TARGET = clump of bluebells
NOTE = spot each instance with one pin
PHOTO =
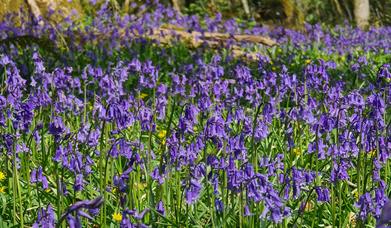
(138, 138)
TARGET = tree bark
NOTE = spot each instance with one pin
(361, 13)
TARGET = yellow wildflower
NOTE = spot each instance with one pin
(162, 134)
(2, 176)
(117, 217)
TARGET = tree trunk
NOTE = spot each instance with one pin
(361, 13)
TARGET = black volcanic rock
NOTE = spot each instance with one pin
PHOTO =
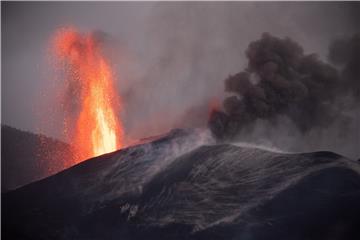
(178, 188)
(27, 157)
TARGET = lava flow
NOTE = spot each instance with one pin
(98, 129)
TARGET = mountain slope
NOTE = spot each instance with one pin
(178, 188)
(26, 157)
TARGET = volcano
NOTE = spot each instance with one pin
(184, 186)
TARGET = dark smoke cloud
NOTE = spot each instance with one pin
(346, 53)
(280, 80)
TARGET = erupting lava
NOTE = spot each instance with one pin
(97, 127)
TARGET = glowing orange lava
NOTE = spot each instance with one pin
(97, 127)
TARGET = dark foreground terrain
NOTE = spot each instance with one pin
(27, 157)
(182, 187)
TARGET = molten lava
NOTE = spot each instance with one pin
(97, 128)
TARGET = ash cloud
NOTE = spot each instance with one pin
(283, 86)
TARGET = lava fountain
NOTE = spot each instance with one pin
(97, 128)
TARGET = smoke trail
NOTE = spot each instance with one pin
(280, 80)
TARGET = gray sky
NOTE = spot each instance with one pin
(169, 57)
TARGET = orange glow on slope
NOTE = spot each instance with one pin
(97, 127)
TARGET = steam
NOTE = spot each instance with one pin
(283, 87)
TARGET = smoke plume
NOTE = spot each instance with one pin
(281, 83)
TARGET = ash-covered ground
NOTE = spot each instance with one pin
(185, 186)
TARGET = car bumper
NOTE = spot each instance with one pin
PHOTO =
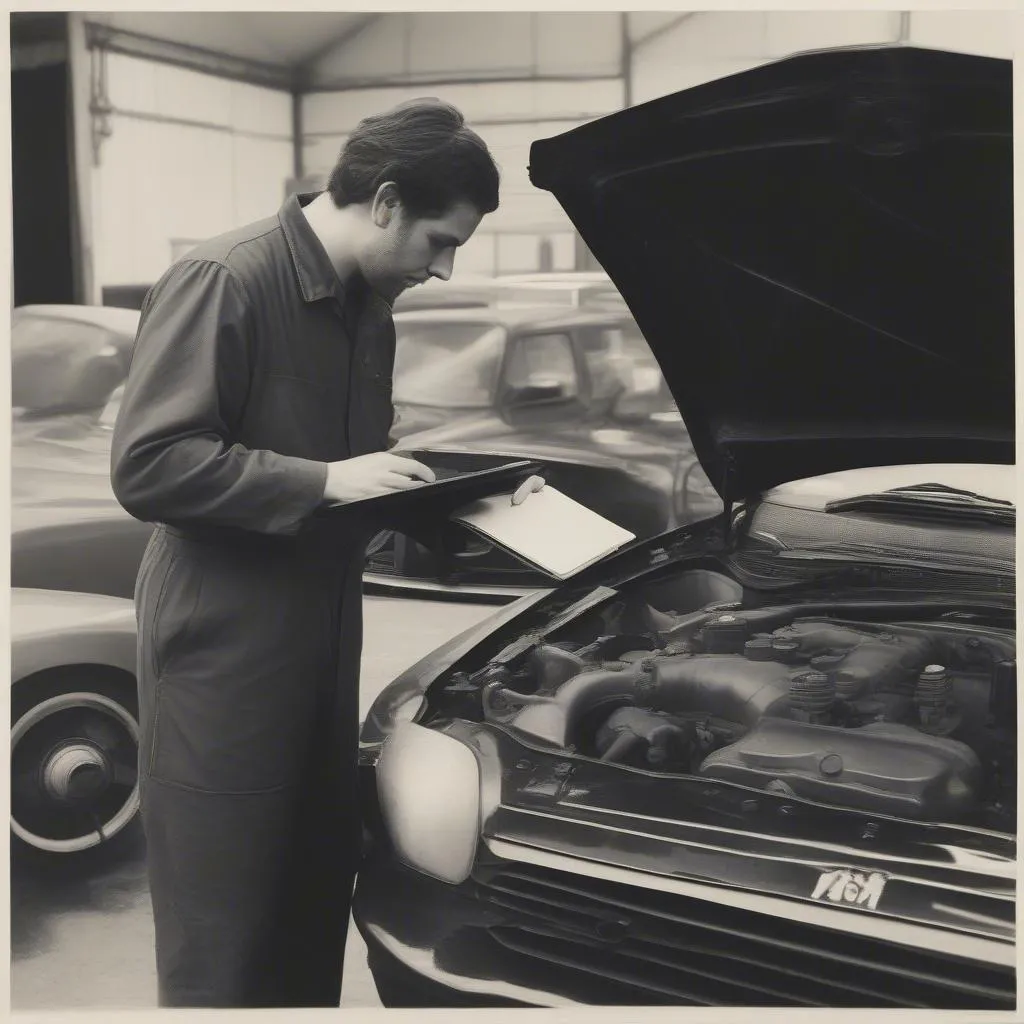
(518, 936)
(428, 944)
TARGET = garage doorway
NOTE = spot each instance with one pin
(41, 154)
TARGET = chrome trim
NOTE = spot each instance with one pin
(965, 862)
(869, 926)
(428, 586)
(422, 962)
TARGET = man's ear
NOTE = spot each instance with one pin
(385, 204)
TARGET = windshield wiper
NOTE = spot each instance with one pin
(932, 501)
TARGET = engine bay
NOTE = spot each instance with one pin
(911, 718)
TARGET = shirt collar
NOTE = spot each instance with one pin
(316, 274)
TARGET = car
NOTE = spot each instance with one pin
(768, 758)
(574, 389)
(74, 739)
(468, 292)
(579, 289)
(615, 441)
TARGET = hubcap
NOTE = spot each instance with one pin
(74, 772)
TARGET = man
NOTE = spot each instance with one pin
(260, 389)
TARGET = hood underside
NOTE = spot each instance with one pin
(819, 252)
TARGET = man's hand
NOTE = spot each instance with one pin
(373, 475)
(526, 488)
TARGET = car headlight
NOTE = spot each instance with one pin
(428, 784)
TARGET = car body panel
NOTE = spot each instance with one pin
(605, 880)
(51, 630)
(716, 213)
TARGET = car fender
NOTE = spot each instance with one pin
(53, 629)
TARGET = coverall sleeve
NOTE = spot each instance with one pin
(172, 458)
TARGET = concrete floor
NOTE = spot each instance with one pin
(82, 930)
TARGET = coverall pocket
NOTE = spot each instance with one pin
(238, 678)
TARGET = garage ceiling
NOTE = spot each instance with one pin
(286, 43)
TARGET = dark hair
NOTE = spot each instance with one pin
(426, 148)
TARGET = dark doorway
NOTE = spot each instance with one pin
(41, 184)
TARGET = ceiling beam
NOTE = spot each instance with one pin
(135, 44)
(660, 31)
(303, 69)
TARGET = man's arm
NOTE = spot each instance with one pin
(171, 459)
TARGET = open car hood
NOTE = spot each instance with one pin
(819, 252)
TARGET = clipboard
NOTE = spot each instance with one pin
(416, 508)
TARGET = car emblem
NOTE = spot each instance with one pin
(850, 888)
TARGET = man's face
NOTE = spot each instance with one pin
(410, 250)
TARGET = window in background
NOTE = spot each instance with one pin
(453, 366)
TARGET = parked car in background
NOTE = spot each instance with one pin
(767, 759)
(608, 435)
(74, 737)
(576, 389)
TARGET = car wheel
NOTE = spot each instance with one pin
(74, 750)
(400, 988)
(413, 559)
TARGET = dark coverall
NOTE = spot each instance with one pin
(253, 368)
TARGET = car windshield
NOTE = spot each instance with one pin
(64, 365)
(449, 365)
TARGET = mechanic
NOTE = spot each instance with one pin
(260, 390)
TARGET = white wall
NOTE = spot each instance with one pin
(582, 52)
(189, 156)
(990, 33)
(711, 45)
(477, 45)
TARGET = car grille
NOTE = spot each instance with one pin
(654, 947)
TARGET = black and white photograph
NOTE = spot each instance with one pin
(512, 509)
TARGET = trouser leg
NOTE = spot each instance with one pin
(216, 867)
(246, 803)
(313, 926)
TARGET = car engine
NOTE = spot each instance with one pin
(909, 719)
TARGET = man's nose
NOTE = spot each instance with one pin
(442, 265)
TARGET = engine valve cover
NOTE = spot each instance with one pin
(884, 767)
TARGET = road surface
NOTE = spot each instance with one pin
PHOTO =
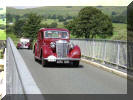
(65, 79)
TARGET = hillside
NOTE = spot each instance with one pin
(64, 10)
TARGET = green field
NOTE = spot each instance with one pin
(2, 35)
(119, 31)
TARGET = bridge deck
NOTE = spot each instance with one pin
(65, 79)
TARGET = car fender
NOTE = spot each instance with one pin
(75, 52)
(46, 51)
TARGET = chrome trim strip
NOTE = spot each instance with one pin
(64, 59)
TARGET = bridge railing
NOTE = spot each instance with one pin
(18, 78)
(107, 51)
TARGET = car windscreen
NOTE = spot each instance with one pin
(56, 34)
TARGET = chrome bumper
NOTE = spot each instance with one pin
(65, 59)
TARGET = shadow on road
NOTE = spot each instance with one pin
(55, 65)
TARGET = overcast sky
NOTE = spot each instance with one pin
(34, 3)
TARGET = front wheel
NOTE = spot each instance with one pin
(75, 63)
(44, 62)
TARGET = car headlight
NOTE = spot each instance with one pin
(52, 44)
(71, 45)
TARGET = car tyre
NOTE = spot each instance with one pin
(75, 63)
(35, 58)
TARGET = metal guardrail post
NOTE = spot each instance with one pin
(111, 51)
(118, 53)
(20, 69)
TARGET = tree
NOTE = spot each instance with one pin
(32, 25)
(90, 23)
(53, 25)
(18, 27)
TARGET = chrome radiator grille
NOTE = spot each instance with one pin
(61, 48)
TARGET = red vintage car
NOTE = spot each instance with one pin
(53, 45)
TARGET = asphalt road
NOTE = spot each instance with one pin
(65, 79)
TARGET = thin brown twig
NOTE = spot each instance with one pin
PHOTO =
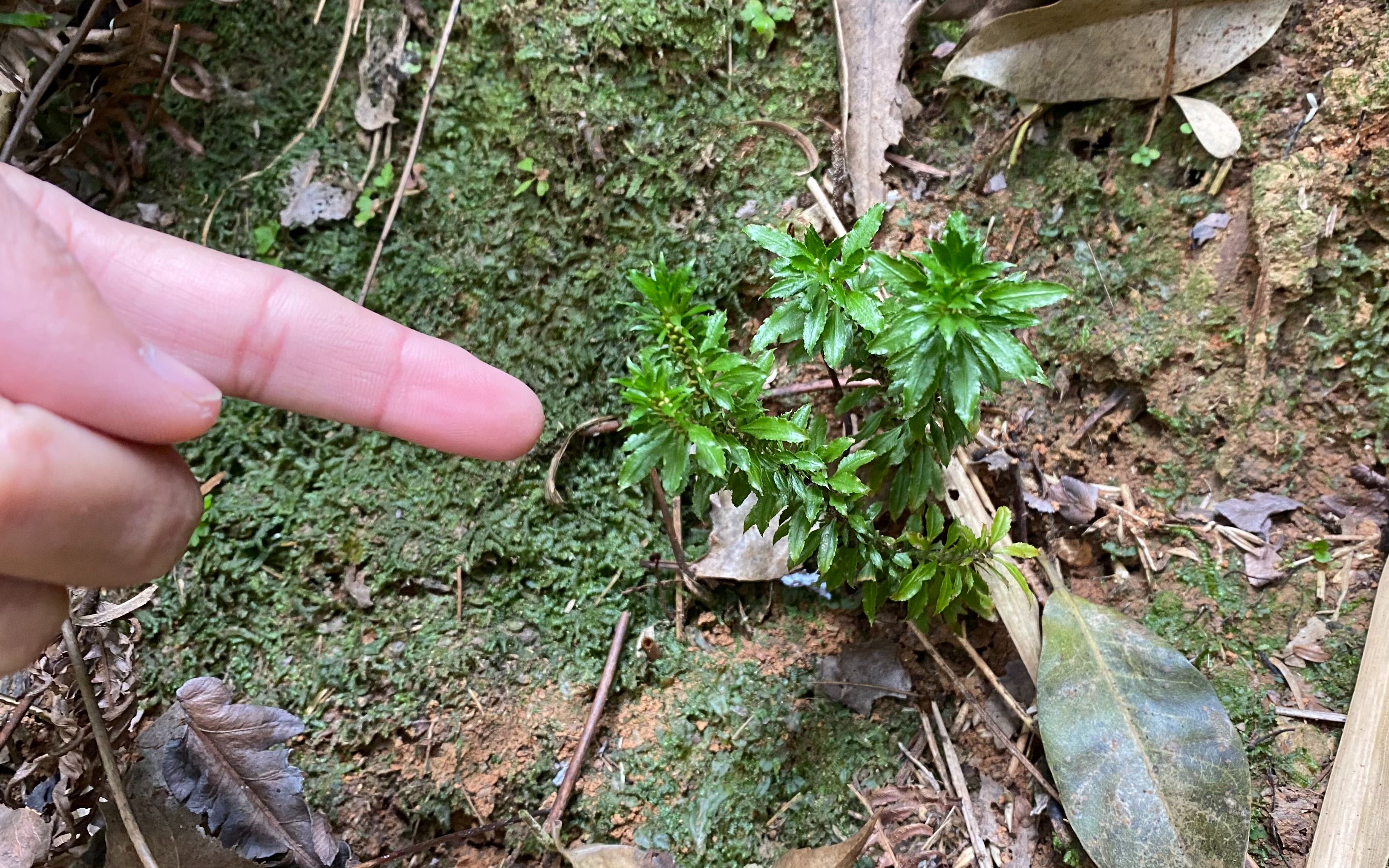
(571, 771)
(433, 844)
(988, 720)
(1167, 82)
(981, 853)
(13, 721)
(414, 149)
(1015, 706)
(103, 745)
(687, 573)
(31, 104)
(164, 77)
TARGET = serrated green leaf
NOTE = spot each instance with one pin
(708, 452)
(1024, 296)
(776, 241)
(1149, 766)
(863, 231)
(774, 428)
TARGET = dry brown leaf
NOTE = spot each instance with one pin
(616, 856)
(24, 838)
(1306, 646)
(737, 555)
(866, 673)
(835, 856)
(223, 766)
(1214, 130)
(873, 37)
(1114, 49)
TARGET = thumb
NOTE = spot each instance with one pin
(67, 352)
#####
§ **Brief**:
Repeat the lines word for word, beginning at the line that contains "TARGET = serrated green leaf" and continuing through the end of the records.

§ **Exercise output**:
TARGET = serrated green leaf
NOTE = spot each instance with one pin
(708, 452)
(1024, 296)
(776, 241)
(1149, 766)
(863, 231)
(774, 428)
TARGET = dry brown leaf
NOTE = spot each instance with one pin
(616, 856)
(24, 838)
(1306, 646)
(737, 555)
(866, 673)
(835, 856)
(223, 766)
(1214, 130)
(873, 37)
(1114, 49)
TARGET = thumb
NOTE = spot each instance with one pin
(67, 352)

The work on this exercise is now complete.